* PROVIDED TEXT *

Aeniith Languages

Welcome to Aeniith

The constructed world of Aeniith is an ongoing project by me, Margaret Ransdell-Green. The site was designed by my husband, Eric Barker. On this site you can read about the humanoid species that inhabit this world, their cultures and histories, and their languages. The language aspect of the site is one of the most prominent, as linguistics is something I have been studying extensively for the past few years. I’ve been creating conlangs (constructed languages) since around 1998-9 and this is one of my primary passions. I’ve also been doing conlanging professionally in recent times as well.

I began creating artificial languages the age of eight, when I started writing lists of words in a language I called “Rhymish”. In this language, the word “rhyme” was [gotεvi]. The language became Gotevian, or in the language itself, Gotevinur. Then I created a people to speak this language. The first individual was Inacaporia, the queen of the nation of Gotêvi. Soon after, this led to the creation of Lomilin, Gotevi's sister nation. From there, the Ei lands took form, and the Bayë, and Orikrindians. Then came Elta, the eastern continents, and the Ríli and Tosi and their history. Sometimes slowly and sometimes rapidly (I wrote the Rilin morphosyntax in three days over winter break!), over the last twenty years, this world of Aeniith has developed into a multi-faceted planet with its own biology, ecology, cultures, histories, and languages.

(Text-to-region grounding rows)
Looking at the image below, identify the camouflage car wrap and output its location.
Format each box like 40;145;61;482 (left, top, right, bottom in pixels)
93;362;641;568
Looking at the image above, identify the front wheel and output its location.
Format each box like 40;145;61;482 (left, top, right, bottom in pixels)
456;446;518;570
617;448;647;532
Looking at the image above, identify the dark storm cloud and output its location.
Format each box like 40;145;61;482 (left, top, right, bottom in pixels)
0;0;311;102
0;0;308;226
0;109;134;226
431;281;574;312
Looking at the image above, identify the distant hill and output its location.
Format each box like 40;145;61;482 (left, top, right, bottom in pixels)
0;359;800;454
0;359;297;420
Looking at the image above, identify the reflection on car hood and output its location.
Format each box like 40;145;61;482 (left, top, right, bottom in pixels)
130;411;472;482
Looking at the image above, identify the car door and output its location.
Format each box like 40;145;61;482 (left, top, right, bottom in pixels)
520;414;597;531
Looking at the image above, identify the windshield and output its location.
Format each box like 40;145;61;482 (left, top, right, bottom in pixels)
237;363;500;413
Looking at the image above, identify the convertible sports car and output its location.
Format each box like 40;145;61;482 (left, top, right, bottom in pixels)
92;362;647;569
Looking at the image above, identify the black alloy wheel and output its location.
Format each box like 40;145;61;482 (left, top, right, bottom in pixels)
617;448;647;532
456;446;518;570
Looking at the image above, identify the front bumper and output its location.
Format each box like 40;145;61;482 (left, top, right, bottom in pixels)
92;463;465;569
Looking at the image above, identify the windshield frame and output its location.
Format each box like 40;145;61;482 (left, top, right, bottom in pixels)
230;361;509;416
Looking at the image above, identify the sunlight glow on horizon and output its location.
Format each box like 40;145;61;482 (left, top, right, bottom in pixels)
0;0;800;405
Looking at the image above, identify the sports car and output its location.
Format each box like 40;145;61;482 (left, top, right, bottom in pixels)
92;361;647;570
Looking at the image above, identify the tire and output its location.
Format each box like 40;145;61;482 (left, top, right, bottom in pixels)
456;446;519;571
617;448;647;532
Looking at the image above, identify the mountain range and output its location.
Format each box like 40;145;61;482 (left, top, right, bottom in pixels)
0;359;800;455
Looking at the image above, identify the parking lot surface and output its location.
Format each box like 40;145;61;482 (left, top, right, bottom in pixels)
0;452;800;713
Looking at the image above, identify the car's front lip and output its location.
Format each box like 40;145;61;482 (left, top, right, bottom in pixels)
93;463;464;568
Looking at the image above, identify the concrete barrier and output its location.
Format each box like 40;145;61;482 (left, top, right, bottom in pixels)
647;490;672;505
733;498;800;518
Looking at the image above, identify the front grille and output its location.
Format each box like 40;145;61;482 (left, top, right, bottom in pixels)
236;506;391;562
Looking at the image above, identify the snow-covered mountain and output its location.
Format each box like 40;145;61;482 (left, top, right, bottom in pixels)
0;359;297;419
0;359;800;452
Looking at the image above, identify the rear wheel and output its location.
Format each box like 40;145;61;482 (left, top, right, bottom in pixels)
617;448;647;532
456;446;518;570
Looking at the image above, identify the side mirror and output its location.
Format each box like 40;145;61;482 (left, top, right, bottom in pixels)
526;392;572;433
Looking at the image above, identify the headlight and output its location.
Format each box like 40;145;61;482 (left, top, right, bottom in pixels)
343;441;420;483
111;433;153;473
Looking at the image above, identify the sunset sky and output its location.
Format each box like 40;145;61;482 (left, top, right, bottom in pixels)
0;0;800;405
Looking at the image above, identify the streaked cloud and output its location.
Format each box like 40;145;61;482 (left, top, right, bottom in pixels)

* GOAL OF THE EXERCISE *
Write the next part of the Aeniith welcome text, picking up right after its last sentence. The rows have nothing to do with this.

* EXERCISE RESPONSE *
As my hobby of language creation and world building grew, I started getting interested in real-world languages. At thirteen I taught myself Latin. The next year I discovered Welsh and studied that for a while. Two years later was the beginning of college where I learned Italian and French. Around this time, I started studying modern linguistics on my own from textbooks that I picked up in used bookstores. I decided that I should take linguistics classes at the university and immediately afterward decided that I wanted this to be my major. I’m now pursuing my passion for linguistics by doing to a PhD in language documentation at the University of Hawai‘i at Mānoa.

The construction of Aeniith has been the culminating project that combines my love of structured systems and linguistics. I have tried to make the languages linguistically plausible while still being diverse and varied enough to be interesting). With the ecology and biology, I have attempted to mix some more logically plausible aspects with some more bizarre elements. Aeniith as a genre setting probably falls somewhere between science fiction and fantasy, being described more accurately as speculative fiction.